--- PROVIDED INFORMATION Enclosed Below ---

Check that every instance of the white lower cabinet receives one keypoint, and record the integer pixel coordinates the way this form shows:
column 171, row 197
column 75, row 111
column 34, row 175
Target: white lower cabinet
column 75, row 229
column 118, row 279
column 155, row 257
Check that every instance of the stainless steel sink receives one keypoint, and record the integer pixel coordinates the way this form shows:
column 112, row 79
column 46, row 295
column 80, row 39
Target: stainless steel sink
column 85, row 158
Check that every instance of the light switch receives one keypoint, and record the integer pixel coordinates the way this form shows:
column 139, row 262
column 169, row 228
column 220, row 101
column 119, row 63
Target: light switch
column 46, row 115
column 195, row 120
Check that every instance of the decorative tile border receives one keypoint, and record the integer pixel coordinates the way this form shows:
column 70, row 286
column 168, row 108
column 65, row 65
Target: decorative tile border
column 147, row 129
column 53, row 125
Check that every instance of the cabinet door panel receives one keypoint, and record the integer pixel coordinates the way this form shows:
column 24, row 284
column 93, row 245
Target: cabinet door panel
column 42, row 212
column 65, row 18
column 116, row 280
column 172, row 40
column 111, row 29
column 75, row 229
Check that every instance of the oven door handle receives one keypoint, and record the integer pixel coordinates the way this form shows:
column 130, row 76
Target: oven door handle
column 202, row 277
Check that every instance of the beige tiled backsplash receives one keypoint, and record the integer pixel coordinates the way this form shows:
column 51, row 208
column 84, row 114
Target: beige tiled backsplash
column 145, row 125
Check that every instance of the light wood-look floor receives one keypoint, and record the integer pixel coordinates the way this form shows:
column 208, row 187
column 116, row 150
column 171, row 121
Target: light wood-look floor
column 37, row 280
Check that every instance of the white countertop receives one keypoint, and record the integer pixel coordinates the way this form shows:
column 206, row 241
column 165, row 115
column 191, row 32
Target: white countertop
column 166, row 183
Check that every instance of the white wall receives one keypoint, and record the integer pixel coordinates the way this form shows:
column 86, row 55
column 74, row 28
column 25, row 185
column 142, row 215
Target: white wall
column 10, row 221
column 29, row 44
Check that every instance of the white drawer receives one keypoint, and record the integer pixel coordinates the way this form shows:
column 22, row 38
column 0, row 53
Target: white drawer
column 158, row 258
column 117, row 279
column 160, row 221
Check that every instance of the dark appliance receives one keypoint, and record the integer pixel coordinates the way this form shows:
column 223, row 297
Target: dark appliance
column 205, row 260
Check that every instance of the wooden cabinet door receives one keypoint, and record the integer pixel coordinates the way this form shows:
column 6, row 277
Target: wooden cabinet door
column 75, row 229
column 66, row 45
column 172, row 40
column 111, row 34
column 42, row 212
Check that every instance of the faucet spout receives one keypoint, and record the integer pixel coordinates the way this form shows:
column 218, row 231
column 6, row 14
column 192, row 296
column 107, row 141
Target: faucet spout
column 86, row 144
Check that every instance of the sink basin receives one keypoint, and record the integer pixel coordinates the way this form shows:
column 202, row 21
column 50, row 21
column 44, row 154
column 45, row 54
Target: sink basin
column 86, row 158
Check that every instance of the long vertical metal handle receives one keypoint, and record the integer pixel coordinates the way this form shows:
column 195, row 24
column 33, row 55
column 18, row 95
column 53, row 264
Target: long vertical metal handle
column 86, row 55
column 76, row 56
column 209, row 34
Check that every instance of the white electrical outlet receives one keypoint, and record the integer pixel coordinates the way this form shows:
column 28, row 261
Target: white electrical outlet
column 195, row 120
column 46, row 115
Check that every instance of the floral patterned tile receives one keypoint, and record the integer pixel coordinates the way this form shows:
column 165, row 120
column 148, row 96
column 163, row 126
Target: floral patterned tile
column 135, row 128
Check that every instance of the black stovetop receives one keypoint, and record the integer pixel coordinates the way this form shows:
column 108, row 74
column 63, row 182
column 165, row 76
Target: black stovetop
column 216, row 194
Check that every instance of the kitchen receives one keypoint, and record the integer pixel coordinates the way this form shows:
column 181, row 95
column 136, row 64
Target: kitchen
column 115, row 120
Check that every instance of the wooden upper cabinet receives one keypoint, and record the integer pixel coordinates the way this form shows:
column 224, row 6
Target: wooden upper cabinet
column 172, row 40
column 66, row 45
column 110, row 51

--- End of Enclosed PROVIDED INFORMATION ---

AIM OF THE TASK
In the answer, each line of the data must appear exactly as written.

RESPONSE BOX
Check that every instance of the white lower cabinet receives one keypoint, and record the integer pixel coordinates the way this form shows:
column 171, row 197
column 75, row 111
column 34, row 175
Target: white lower cabinet
column 75, row 229
column 118, row 279
column 155, row 257
Check that every instance of the stainless steel sink receives one keypoint, and record the integer pixel coordinates the way this form shows:
column 112, row 79
column 46, row 295
column 80, row 39
Target: stainless steel sink
column 85, row 158
Check that every instance of the light switch receives one keypoint, and record the integer pixel coordinates the way this form shows:
column 139, row 262
column 169, row 228
column 220, row 101
column 119, row 63
Target: light switch
column 46, row 115
column 195, row 120
Check that every instance of the decorative tile border receives one keypoint, and record the integer pixel coordinates the way this form shows:
column 70, row 286
column 168, row 108
column 65, row 65
Target: decorative tile border
column 147, row 129
column 53, row 125
Check that every instance of the cabinet door panel receives one keypoint, and record the integer pixel coordinates the way this form shows:
column 24, row 284
column 93, row 245
Target: cabinet door panel
column 42, row 212
column 65, row 18
column 116, row 280
column 172, row 40
column 111, row 29
column 75, row 229
Check that every instance of the oven door handle receives one keypoint, and record the integer pixel coordinates the way this form shows:
column 130, row 76
Target: oven door handle
column 202, row 277
Check that every instance of the beige tiled backsplash receives one keypoint, and record the integer pixel coordinates the way this form shows:
column 51, row 208
column 84, row 114
Target: beige tiled backsplash
column 145, row 125
Check that every instance of the light wood-look floor receives one keypoint, and record the integer pixel coordinates the way this form shows:
column 208, row 187
column 116, row 150
column 171, row 121
Target: light wood-look floor
column 37, row 280
Check that every instance of the white countertop receives one keypoint, and record the integer pixel coordinates the way this form shows:
column 206, row 241
column 165, row 115
column 191, row 32
Target: white countertop
column 166, row 183
Check that every instance of the white wall receives one keypoint, and record the integer pixel coordinates the way this form shows:
column 86, row 55
column 74, row 28
column 25, row 185
column 142, row 215
Target: white wall
column 10, row 221
column 29, row 44
Check that every instance of the white drawer receives one keypoint, and record the integer pixel coordinates the way this form shows:
column 22, row 38
column 0, row 53
Target: white drawer
column 158, row 258
column 117, row 279
column 160, row 221
Check that every instance of the dark appliance receives one keypoint, and record the integer pixel coordinates the way this form shows:
column 223, row 297
Target: dark appliance
column 205, row 260
Check that every instance of the wooden cabinet door receives one keypoint, and record the integer pixel coordinates the way this form shows:
column 6, row 277
Target: wooden cabinet door
column 75, row 229
column 66, row 45
column 172, row 40
column 111, row 34
column 42, row 212
Check that every instance of the faucet spout receives one keypoint, and record the integer pixel coordinates the way this form shows:
column 218, row 231
column 6, row 14
column 192, row 296
column 107, row 141
Target: faucet spout
column 86, row 144
Check that every instance of the sink basin receives one keypoint, and record the integer pixel coordinates the way this form shows:
column 202, row 21
column 50, row 21
column 44, row 154
column 45, row 54
Target: sink basin
column 86, row 158
Check that every instance of the long vertical metal handle receives one keypoint, and record the integer pixel coordinates the way this form shows:
column 195, row 24
column 33, row 55
column 18, row 95
column 53, row 264
Target: long vertical metal handle
column 86, row 55
column 76, row 56
column 209, row 34
Check that every instance of the white electrical outlet receives one keypoint, and record the integer pixel coordinates the way this form shows:
column 28, row 261
Target: white electrical outlet
column 195, row 120
column 46, row 115
Check that every instance of the floral patterned tile receives one keypoint, and record the integer pixel coordinates the way this form shows:
column 165, row 120
column 148, row 96
column 163, row 126
Target: floral patterned tile
column 135, row 128
Check that every instance of the black stovetop receives one keypoint, and record the integer pixel coordinates the way this form shows:
column 108, row 74
column 63, row 182
column 165, row 76
Target: black stovetop
column 216, row 194
Check that every instance of the kitchen receives one keypoint, and record the integer pixel coordinates the way this form shows:
column 181, row 95
column 136, row 64
Target: kitchen
column 115, row 120
Check that every instance of the wooden upper cabinet receives one keypoint, and record the integer pixel coordinates the way this form shows:
column 224, row 6
Target: wooden upper cabinet
column 172, row 40
column 66, row 45
column 110, row 51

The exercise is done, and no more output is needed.